| Short task |
Arrange the data below as a JSON list of strings, one string per line, omitting blank lines. Leave the pictures out of the result.

[Stored items]
::::::::
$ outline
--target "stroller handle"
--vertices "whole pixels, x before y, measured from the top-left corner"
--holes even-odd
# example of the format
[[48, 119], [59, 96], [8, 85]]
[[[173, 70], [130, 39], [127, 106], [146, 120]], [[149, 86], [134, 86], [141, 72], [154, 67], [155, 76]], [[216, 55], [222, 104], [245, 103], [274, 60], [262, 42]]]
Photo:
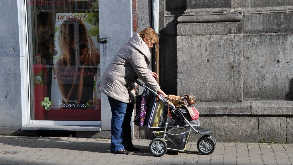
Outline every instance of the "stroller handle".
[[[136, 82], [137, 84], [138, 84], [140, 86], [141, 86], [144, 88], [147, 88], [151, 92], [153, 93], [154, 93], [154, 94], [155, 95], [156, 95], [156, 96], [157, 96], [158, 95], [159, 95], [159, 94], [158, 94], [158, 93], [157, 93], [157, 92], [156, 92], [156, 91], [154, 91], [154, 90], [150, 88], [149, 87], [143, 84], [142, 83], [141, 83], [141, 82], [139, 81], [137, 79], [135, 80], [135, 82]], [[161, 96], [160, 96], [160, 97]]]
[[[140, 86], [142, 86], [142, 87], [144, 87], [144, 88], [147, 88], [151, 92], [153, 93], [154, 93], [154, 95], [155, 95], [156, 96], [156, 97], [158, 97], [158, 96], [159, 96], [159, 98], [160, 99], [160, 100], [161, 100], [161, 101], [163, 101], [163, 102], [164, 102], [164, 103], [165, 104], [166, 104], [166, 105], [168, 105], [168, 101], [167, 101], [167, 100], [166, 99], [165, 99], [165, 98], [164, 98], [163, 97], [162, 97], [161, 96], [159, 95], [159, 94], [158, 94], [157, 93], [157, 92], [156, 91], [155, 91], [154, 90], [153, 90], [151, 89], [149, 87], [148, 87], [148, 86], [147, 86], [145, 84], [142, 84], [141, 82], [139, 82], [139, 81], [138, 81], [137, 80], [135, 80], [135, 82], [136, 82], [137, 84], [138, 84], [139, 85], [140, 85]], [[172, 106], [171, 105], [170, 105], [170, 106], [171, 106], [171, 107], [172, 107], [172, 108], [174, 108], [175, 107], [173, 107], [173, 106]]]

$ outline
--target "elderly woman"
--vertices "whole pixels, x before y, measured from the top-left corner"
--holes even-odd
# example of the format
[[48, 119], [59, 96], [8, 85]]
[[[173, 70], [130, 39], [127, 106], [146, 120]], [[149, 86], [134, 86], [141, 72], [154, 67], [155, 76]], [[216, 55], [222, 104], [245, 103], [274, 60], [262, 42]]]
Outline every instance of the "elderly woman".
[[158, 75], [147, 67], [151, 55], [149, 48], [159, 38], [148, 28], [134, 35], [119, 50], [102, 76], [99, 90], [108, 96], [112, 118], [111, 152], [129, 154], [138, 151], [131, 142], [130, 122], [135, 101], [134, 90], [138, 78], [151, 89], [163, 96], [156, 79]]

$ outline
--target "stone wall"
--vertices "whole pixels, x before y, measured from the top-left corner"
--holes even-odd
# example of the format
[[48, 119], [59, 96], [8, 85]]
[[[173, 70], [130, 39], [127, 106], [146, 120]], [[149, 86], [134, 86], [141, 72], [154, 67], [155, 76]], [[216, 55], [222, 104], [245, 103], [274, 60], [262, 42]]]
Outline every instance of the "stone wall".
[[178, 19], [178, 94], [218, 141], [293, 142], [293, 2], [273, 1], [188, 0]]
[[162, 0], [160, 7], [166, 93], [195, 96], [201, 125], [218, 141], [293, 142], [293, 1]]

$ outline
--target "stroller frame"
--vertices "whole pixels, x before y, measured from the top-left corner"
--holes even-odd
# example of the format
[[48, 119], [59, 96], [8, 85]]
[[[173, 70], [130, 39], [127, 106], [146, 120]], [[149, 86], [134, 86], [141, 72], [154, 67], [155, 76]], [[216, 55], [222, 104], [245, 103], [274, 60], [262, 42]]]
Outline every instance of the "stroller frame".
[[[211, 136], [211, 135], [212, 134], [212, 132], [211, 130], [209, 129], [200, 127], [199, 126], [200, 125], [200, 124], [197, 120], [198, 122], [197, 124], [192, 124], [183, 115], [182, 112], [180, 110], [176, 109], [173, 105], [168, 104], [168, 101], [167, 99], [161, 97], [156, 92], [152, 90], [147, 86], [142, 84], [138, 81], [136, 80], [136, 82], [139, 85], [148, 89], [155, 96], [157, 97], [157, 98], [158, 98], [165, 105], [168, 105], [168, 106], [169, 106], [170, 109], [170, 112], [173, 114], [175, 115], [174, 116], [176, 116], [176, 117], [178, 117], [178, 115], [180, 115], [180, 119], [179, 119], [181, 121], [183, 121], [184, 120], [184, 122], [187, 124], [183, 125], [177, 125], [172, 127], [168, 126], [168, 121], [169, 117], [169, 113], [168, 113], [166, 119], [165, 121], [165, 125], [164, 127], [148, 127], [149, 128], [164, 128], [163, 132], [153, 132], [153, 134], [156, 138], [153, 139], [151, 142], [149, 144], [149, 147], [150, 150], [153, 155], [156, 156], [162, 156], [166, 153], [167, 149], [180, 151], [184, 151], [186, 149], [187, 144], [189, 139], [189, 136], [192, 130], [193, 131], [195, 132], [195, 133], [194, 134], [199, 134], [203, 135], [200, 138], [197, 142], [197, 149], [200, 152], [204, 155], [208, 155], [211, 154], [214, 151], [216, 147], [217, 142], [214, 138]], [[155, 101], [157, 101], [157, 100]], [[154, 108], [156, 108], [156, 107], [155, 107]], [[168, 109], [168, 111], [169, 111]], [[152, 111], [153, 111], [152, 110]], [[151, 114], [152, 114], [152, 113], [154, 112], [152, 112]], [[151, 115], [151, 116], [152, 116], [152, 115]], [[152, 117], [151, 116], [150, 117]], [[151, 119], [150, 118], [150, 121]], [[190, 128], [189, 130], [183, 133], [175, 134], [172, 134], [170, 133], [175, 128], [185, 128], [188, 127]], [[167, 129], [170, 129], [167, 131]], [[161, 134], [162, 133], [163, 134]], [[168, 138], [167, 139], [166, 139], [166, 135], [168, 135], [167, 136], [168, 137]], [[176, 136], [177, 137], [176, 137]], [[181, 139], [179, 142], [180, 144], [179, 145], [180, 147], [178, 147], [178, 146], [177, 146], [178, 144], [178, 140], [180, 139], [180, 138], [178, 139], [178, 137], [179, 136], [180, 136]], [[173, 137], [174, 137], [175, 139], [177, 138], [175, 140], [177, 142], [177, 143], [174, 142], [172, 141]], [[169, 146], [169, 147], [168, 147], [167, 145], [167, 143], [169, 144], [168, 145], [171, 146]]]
::::::::
| Right answer |
[
  "$ outline",
  "--target \"stroller handle\"",
  "--vertices \"whole pixels, x before y, measured from the top-left corner\"",
  "--holes even-odd",
  "# example of the format",
  "[[48, 119], [59, 96], [8, 85]]",
  "[[[173, 70], [130, 39], [127, 106], [146, 120]], [[149, 86], [134, 86], [141, 72], [154, 67], [155, 76]], [[216, 55], [222, 104], [245, 103], [274, 60], [262, 42]]]",
  "Photo:",
  "Outline every instance of the \"stroller handle\".",
  "[[[136, 82], [137, 84], [138, 84], [140, 86], [141, 86], [144, 88], [147, 88], [151, 92], [153, 93], [154, 93], [154, 94], [155, 95], [156, 95], [156, 96], [157, 96], [158, 95], [159, 95], [159, 94], [158, 94], [158, 93], [157, 93], [157, 92], [156, 92], [156, 91], [154, 91], [154, 90], [150, 88], [149, 87], [143, 84], [142, 83], [141, 83], [141, 82], [139, 81], [137, 79], [135, 80], [135, 82]], [[161, 96], [160, 96], [160, 97]]]",
  "[[[140, 86], [142, 86], [142, 87], [144, 87], [144, 88], [147, 88], [151, 92], [153, 93], [154, 93], [154, 95], [155, 95], [156, 96], [156, 97], [158, 97], [158, 96], [159, 96], [159, 98], [160, 99], [160, 100], [161, 100], [161, 101], [163, 101], [163, 102], [164, 102], [164, 103], [165, 104], [166, 104], [166, 105], [168, 105], [168, 101], [167, 101], [167, 100], [166, 99], [165, 99], [165, 98], [164, 98], [163, 97], [162, 97], [161, 96], [159, 95], [159, 94], [158, 94], [157, 93], [157, 92], [156, 91], [155, 91], [154, 90], [153, 90], [151, 89], [149, 87], [148, 87], [148, 86], [147, 86], [145, 84], [142, 84], [141, 82], [139, 82], [139, 81], [138, 81], [137, 80], [135, 80], [135, 82], [136, 82], [137, 84], [138, 84], [139, 85], [140, 85]], [[172, 106], [171, 105], [170, 105], [170, 106], [171, 106], [171, 107], [172, 107], [172, 108], [174, 108], [175, 107], [173, 107], [173, 106]]]",
  "$ outline",
  "--target \"elderly woman\"",
  "--vertices \"whole pixels, x before y, measured from the top-left corner\"",
  "--holes even-odd",
  "# example of the format",
  "[[48, 119], [59, 96], [8, 85]]",
  "[[[173, 70], [130, 39], [127, 106], [146, 120]], [[149, 86], [134, 86], [141, 72], [154, 67], [155, 76]], [[216, 55], [222, 104], [245, 103], [274, 60], [262, 42]]]",
  "Outline every instance of the \"elderly woman\".",
  "[[158, 75], [147, 67], [151, 55], [149, 48], [159, 38], [148, 28], [134, 35], [119, 50], [102, 76], [99, 90], [108, 96], [112, 118], [111, 152], [129, 154], [138, 151], [131, 142], [130, 122], [135, 101], [134, 90], [138, 78], [151, 89], [163, 96], [156, 79]]",
  "$ outline",
  "--target \"stone wall\"",
  "--vertices \"whole pixels, x before y, measured from the top-left corner\"",
  "--holes even-odd",
  "# example of the format",
  "[[48, 119], [59, 96], [8, 85]]",
  "[[[173, 70], [130, 39], [127, 106], [146, 120]], [[149, 86], [134, 86], [141, 72], [154, 67], [155, 76]], [[216, 55], [222, 104], [245, 103], [274, 60], [262, 42]]]",
  "Outline every instance of the \"stone wall\".",
  "[[178, 19], [178, 94], [218, 141], [293, 142], [293, 2], [273, 1], [188, 0]]",
  "[[162, 0], [160, 7], [166, 93], [195, 96], [201, 125], [218, 141], [293, 142], [293, 1]]",
  "$ outline",
  "--target \"stroller frame\"",
  "--vertices \"whole pixels, x before y, measured from the top-left corner\"",
  "--holes even-odd",
  "# example of the format",
  "[[48, 119], [59, 96], [8, 85]]",
  "[[[173, 70], [130, 39], [127, 106], [146, 120]], [[149, 86], [134, 86], [141, 72], [154, 67], [155, 76]], [[216, 55], [222, 104], [245, 103], [274, 60], [262, 42]]]",
  "Outline every instance of the \"stroller frame\".",
  "[[[211, 136], [211, 135], [212, 134], [212, 132], [211, 130], [209, 129], [200, 127], [199, 126], [200, 125], [200, 124], [197, 120], [198, 122], [197, 124], [192, 124], [183, 115], [182, 112], [180, 110], [176, 109], [173, 105], [168, 104], [168, 101], [167, 99], [161, 97], [156, 92], [152, 90], [147, 86], [142, 84], [138, 81], [136, 80], [136, 82], [139, 85], [148, 89], [155, 96], [157, 97], [157, 98], [158, 98], [165, 105], [168, 105], [168, 106], [169, 106], [170, 109], [170, 112], [173, 114], [175, 115], [174, 116], [176, 116], [176, 117], [178, 117], [178, 115], [180, 115], [180, 119], [179, 119], [181, 121], [183, 121], [184, 120], [184, 122], [187, 124], [183, 125], [177, 125], [172, 127], [168, 126], [168, 121], [169, 117], [169, 113], [168, 113], [166, 119], [165, 121], [165, 125], [164, 127], [148, 127], [149, 128], [164, 128], [163, 132], [153, 132], [153, 134], [156, 138], [153, 139], [151, 142], [149, 144], [149, 147], [150, 150], [153, 155], [156, 156], [162, 156], [166, 153], [167, 149], [180, 151], [184, 151], [186, 149], [187, 144], [189, 139], [189, 136], [192, 130], [193, 131], [195, 132], [195, 133], [194, 134], [199, 134], [203, 135], [200, 138], [197, 142], [197, 149], [200, 152], [204, 155], [208, 155], [211, 154], [214, 151], [216, 147], [217, 142], [214, 138]], [[155, 101], [157, 101], [157, 100]], [[154, 108], [156, 108], [156, 107], [155, 107]], [[168, 109], [168, 111], [169, 111]], [[152, 111], [153, 111], [152, 110]], [[151, 114], [152, 114], [152, 113], [154, 112], [152, 112]], [[151, 115], [151, 116], [152, 116], [152, 115]], [[152, 117], [151, 116], [150, 117]], [[151, 119], [150, 118], [150, 121]], [[190, 128], [189, 130], [183, 133], [175, 134], [172, 134], [170, 133], [175, 128], [185, 128], [188, 127]], [[167, 129], [170, 129], [167, 131]], [[161, 134], [162, 133], [163, 134]], [[168, 138], [167, 139], [166, 139], [166, 135], [168, 135], [167, 136], [168, 137]], [[176, 136], [177, 137], [176, 137]], [[181, 139], [179, 142], [180, 144], [179, 145], [180, 147], [178, 147], [178, 146], [177, 146], [178, 144], [178, 140], [180, 139], [180, 138], [178, 139], [178, 137], [179, 136], [180, 136]], [[173, 137], [174, 137], [175, 139], [177, 138], [175, 140], [177, 142], [177, 143], [174, 142], [172, 141]], [[169, 146], [169, 147], [168, 147], [167, 145], [167, 143], [169, 144], [168, 145], [171, 146]]]"
]